===== ENTRIES PROVIDED =====

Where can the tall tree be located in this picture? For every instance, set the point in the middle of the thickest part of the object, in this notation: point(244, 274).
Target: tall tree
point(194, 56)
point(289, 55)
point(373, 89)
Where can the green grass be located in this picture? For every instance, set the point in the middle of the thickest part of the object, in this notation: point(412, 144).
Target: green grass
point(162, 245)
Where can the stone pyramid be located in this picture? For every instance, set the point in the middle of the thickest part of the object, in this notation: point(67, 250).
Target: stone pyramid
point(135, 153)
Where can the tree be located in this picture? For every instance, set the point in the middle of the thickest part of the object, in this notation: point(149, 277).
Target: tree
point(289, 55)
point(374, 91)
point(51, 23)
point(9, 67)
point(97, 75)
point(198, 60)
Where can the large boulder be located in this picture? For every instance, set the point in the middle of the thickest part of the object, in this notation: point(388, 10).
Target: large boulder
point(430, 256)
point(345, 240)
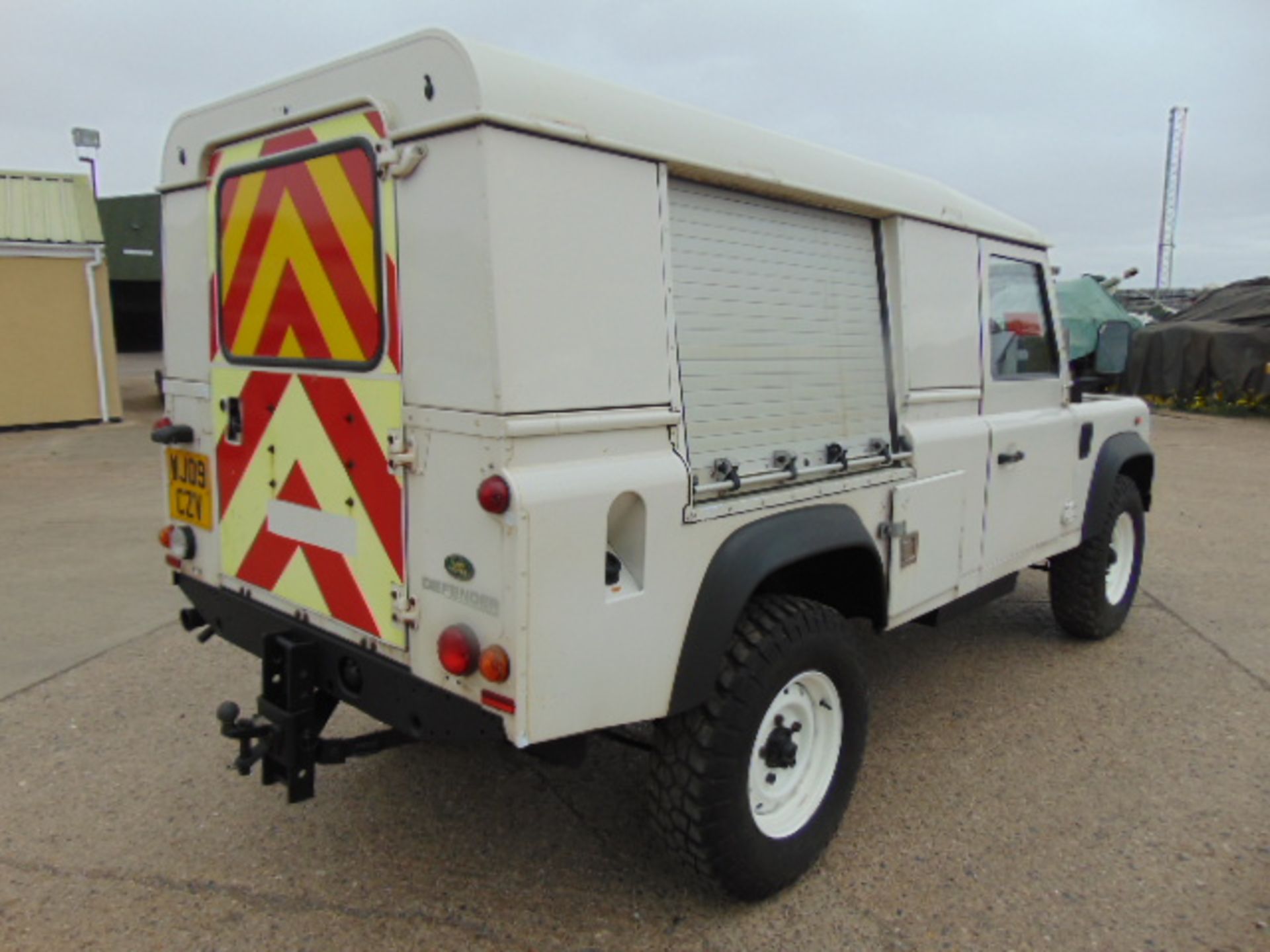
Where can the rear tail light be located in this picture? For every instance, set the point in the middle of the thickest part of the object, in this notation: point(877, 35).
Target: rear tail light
point(494, 495)
point(494, 664)
point(458, 651)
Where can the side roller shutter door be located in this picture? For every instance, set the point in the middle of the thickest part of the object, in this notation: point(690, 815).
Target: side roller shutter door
point(779, 327)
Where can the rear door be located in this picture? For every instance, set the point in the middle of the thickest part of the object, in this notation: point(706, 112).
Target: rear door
point(306, 383)
point(1033, 430)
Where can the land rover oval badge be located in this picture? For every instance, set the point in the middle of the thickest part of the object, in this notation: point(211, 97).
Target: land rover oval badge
point(460, 568)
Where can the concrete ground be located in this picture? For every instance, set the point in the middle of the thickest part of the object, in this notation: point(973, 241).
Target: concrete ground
point(1020, 791)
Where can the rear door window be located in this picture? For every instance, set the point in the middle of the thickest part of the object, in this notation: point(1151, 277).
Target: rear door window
point(1020, 323)
point(299, 259)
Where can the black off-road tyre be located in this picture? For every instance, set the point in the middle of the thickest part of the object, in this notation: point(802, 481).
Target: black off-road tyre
point(1079, 579)
point(698, 790)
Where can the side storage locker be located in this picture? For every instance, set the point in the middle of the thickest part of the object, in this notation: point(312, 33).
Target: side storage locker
point(780, 332)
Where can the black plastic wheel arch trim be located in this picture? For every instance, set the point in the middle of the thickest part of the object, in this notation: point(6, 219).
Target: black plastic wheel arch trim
point(389, 691)
point(1117, 452)
point(743, 563)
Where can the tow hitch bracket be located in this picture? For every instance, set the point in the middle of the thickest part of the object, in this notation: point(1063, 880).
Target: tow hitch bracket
point(285, 736)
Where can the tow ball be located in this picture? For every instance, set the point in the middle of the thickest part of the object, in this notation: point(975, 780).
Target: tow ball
point(285, 736)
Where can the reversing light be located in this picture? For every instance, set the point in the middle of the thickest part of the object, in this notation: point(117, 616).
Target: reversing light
point(458, 651)
point(179, 541)
point(494, 495)
point(494, 664)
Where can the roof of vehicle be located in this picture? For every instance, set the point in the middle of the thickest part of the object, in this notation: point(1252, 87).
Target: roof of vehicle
point(48, 207)
point(472, 83)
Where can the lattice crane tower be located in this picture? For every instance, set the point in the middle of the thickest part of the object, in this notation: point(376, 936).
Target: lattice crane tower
point(1173, 190)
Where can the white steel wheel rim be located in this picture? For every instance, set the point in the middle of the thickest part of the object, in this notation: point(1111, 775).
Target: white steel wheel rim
point(784, 799)
point(1121, 565)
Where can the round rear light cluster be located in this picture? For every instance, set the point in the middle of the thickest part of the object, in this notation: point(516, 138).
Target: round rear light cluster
point(458, 651)
point(494, 495)
point(495, 666)
point(460, 655)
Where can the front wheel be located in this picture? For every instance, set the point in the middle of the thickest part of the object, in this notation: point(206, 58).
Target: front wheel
point(749, 787)
point(1093, 587)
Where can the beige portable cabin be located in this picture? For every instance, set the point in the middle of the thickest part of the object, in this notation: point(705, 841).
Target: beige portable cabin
point(58, 358)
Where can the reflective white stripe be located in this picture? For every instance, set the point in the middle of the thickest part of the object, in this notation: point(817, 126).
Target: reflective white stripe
point(314, 527)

=====

ACTION ITEM: Would you write out each record above exactly, with no images?

REPLY TO THE EXERCISE:
Where can the tall tree be located in this picture? For every instance, set the point in the middle of the thickest part of the object, in this notation: point(244, 274).
Target: tall tree
point(194, 56)
point(289, 55)
point(373, 89)
Where can the green grass be located in this picture? For every instance, set the point in the middle of the thickest part of the object, in this notation: point(412, 144).
Target: green grass
point(162, 245)
Where can the stone pyramid be located in this picture? For every instance, set the point in the middle of the thickest part of the object, in this notation: point(67, 250).
Target: stone pyramid
point(135, 153)
Where can the tree be located in this picture? For every instance, set the point in the middle of the thickest part of the object, in this notation: point(149, 277).
Target: tree
point(289, 55)
point(374, 91)
point(51, 23)
point(9, 67)
point(97, 75)
point(198, 60)
Where can the large boulder be located in this picture? For every instance, set the point in the middle of the thickest part of the object, in this notation: point(388, 10).
Target: large boulder
point(430, 256)
point(345, 240)
Where can the rear tail light be located in this picture? For every instance, set the point in the middle of the thickest part of the object, in this notation: point(877, 35).
Target: rear tail light
point(494, 495)
point(494, 664)
point(458, 651)
Where can the side roller shutter door be located in this picture? For every instance, set the point in the middle of the thickest part of the object, in this notation: point(690, 815).
Target: side roller shutter door
point(779, 327)
Where can the rear door be located in this picture? For every instance, set the point in the middle of the thickest part of the object, in this notation: point(706, 112).
Target: rear door
point(306, 383)
point(1033, 430)
Where can the land rover oval badge be located in this picture? For every instance, set the point in the middle of the thickest part of the object, in this notation: point(211, 97).
Target: land rover oval badge
point(460, 568)
Where can the concrete ground be located in this picture? For every instance, set the point in the middle of the thickest part of the object, in this notation: point(973, 241).
Target: concrete ground
point(1020, 791)
Where can the rear door window be located in this picture? For every instance, set the point in the middle of the thickest part of the object, in this notation: point(1151, 277).
Target: rear door window
point(1020, 323)
point(299, 259)
Where can the black off-road tyre be located in this picture? For every instance, set the point in the middle of the thickest part of the object, in this notation: point(802, 481).
Target: black off-road tyre
point(1079, 579)
point(698, 790)
Where can the side storage locker be located in this picture? For every instance, set the point in the middle of the thickest part of the object, in this notation: point(312, 33).
Target: side storage locker
point(780, 332)
Where can the black plastic wheel arch trim be located in this picture? For every instance, set the point in the middle of the thickest part of the object, in this notation: point(6, 219).
Target: black plastic wheel arch trim
point(389, 691)
point(1117, 452)
point(743, 563)
Where can the tow hitch bracket be located in this picture? For every instance, set the point in the middle of the thickest part of the object, in this notation: point(1063, 880).
Target: tow hitch bracket
point(285, 736)
Where can the tow ball be located in this picture? For every instance, set the point in the middle of the thickest part of the object, in this notation: point(975, 780).
Target: tow ball
point(285, 736)
Where can the reversing light be located in this picture? For every instance, set the point in the middle of the thickest part of the object, in this notation: point(117, 616).
Target: reversing light
point(458, 651)
point(179, 541)
point(494, 495)
point(494, 664)
Where can the roof of vehicle be located in this picture? For every instance, set the point in the middle of the thickest part of the object, in this notation: point(1252, 87).
Target: roof of vehicle
point(48, 207)
point(472, 83)
Where can the lattice crane tower be located in this picture? For every instance, set the point in the middle of the thickest part of the object, in this notation: point(376, 936).
Target: lattice crane tower
point(1173, 190)
Where can the white steel wheel rim be located in this picture? For every instance, set the point in the middle of the thickest part of the object, in this notation: point(1111, 775).
Target: white steel wheel rim
point(784, 799)
point(1121, 565)
Where can the round rear light cluster be located in this picture? For every instance, set the point in the middle of the thickest part of the object, in this notation: point(516, 138).
Target: round rear light cluster
point(458, 651)
point(494, 495)
point(495, 666)
point(460, 655)
Where can the front wheel be located in this picture? For every instance, set the point in the middle of the thickest part of the object, in this notation: point(206, 58).
Target: front wheel
point(749, 787)
point(1093, 587)
Where can the beige portable cabin be located in this picture? For every instance, set the point in the middle of the thickest part of the object, in this notation: point(705, 841).
Target: beige portable cabin
point(58, 358)
Where can the reflective white stripe be located in this picture? For every instance, set the point in the middle of the thickest part of the object, in this notation: point(817, 126).
Target: reflective white stripe
point(314, 527)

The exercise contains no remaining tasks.